> _GIVEN PASSAGE_
Uganda – I have learnt to keep my hope fresh against all odds

Joweria Kizito outside her house (taken by Helene Wikstrom)

Betty Lamunu, LWF Uganda, Jan 2011

Joweria Kizito, 50, a widow, walks to Kisenyi III Community Hygiene Unit clutching a couple of books in her hands, for the meeting of her savings group. She is the Collector of the members’ daily savings and keeps all the records which she carefully hands over to the group’s Treasurer.  Kisenyi III Zone is located in the center of Kampala with a population of about 9,000 people. Joweria lives here, in two rooms together with 12 of her dependants. Six of them are her own.

The concept of daily savings was introduced in 2002 to the Kisenyi III Zone. Joweria joined the scheme and worked tirelessly to sensitize others to join. A year later, tragedy hit the family when her husband died. She solely took up the responsibility of catering for her children and dependants who had nowhere else to go. “Somehow, I have raised all the children, and educated them up to the level of Senior Four.”She says.

After receiving training on sanitation and hygiene, Joweria now spearheads the activities of the Health and Hygiene Committee in her saving group. She also volunteers in a Government run Non-Formal Education Program, teaching school-drop-out children. To raise income, she keeps chickens and sells them at interval, and she also pounds groundnuts for sale. “In this way, I can get some money to save, however little” she says. “I intend to re-roof this house and after sometimes buy land to build my own home.”

> _EXTRACTED INFORMATION_

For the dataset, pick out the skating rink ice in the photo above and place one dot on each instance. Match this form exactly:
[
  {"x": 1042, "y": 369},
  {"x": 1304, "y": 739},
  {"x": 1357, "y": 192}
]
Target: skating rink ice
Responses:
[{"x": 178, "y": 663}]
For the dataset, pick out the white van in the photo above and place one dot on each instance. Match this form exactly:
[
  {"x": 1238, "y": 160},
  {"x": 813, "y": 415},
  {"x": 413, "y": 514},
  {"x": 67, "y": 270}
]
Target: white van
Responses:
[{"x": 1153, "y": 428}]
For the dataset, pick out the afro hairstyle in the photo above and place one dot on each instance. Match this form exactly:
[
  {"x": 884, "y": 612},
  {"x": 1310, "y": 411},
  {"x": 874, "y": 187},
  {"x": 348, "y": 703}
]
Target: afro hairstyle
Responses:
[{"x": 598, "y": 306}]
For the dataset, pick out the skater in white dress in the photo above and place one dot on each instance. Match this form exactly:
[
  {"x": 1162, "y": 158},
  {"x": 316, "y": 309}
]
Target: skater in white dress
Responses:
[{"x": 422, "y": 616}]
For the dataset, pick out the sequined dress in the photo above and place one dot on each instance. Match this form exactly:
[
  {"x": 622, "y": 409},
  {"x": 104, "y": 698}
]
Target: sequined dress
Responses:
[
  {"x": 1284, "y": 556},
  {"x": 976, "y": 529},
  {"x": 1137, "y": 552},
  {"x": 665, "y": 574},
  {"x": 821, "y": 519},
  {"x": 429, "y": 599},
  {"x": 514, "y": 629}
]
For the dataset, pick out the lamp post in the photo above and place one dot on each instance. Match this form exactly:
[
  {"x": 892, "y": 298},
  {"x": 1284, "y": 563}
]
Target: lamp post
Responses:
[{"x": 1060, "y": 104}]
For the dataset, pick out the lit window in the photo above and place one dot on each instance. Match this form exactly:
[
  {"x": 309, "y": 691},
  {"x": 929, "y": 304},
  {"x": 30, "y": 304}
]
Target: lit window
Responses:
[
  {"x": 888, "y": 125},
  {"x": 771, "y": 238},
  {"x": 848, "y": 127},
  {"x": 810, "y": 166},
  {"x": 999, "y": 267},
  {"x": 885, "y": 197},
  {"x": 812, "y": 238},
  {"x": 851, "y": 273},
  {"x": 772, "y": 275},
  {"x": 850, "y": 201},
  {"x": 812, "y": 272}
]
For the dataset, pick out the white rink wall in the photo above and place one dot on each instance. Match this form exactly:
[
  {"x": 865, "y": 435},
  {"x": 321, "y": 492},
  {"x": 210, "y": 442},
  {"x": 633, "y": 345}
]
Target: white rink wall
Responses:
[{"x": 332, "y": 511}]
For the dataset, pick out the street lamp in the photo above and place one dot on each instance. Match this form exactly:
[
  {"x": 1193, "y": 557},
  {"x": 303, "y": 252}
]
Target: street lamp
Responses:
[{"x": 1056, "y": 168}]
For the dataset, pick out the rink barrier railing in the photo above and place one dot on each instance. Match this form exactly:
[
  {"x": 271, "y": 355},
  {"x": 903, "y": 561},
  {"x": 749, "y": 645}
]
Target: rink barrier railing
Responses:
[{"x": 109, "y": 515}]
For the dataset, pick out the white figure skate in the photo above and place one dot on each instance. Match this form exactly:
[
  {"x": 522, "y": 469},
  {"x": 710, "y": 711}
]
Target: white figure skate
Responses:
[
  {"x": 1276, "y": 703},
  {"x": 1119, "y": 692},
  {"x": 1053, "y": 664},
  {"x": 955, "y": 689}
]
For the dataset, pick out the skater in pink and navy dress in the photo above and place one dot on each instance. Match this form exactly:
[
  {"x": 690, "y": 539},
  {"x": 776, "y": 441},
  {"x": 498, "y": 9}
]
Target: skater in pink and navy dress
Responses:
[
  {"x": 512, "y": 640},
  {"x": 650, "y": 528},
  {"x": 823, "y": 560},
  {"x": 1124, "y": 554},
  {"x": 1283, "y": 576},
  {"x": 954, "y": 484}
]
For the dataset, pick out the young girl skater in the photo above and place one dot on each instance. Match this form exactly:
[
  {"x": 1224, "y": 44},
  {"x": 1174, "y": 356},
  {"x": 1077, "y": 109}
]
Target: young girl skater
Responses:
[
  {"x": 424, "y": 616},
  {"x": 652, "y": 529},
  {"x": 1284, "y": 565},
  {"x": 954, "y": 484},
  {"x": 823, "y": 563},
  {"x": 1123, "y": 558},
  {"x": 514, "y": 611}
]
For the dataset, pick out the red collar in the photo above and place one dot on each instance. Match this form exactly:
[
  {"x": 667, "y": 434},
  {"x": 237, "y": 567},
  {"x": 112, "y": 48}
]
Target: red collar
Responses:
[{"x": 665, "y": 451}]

> _TO-DO LIST_
- a) Return every line of the records that contains the word "collar".
- b) Pick up the Uganda savings-group article at the point where it stops and continue it.

> _TASK ANSWERS_
- a)
For the dataset, pick out the red collar in the photo above and place one dot on each instance. Match this form exactly:
Target: red collar

- b)
She still owes 1,200,000 shillings ($ 550) to the school where her last three children sat for their Senior Four exams in 2010 she now saves to clear this debt. “After clearing this debt, I will save for buying land outside of Kampala and build a house. No matter how long it takes, I have learnt to keep my hope fresh against all odds” Joweria asserts. Her daily savings is 200 to 1,000 shillings. Her children support the family by doing casual jobs as she says, “we all support one another and share all that we get happily. This makes us not to feel so much the pain from poverty”.

While the slum project helps urban poor women to manage their cash flow through daily savings, the basic capacity-building components of the program provide equally important benefits. “Interaction with other women during sensitization enabled me to make more friends, share experiences, give encouragement to one another and engage in other supportive activities that would not have been possible” she says.

LWF Uganda, in partnership with ACTogether, facilitates the process of empowering Uganda Slum Dwellers Federation to implements community-driven projects that improve the quality of life in the slums through savings and credit schemes, land tenure security, house upgrading, enhanced livelihoods and better access to services.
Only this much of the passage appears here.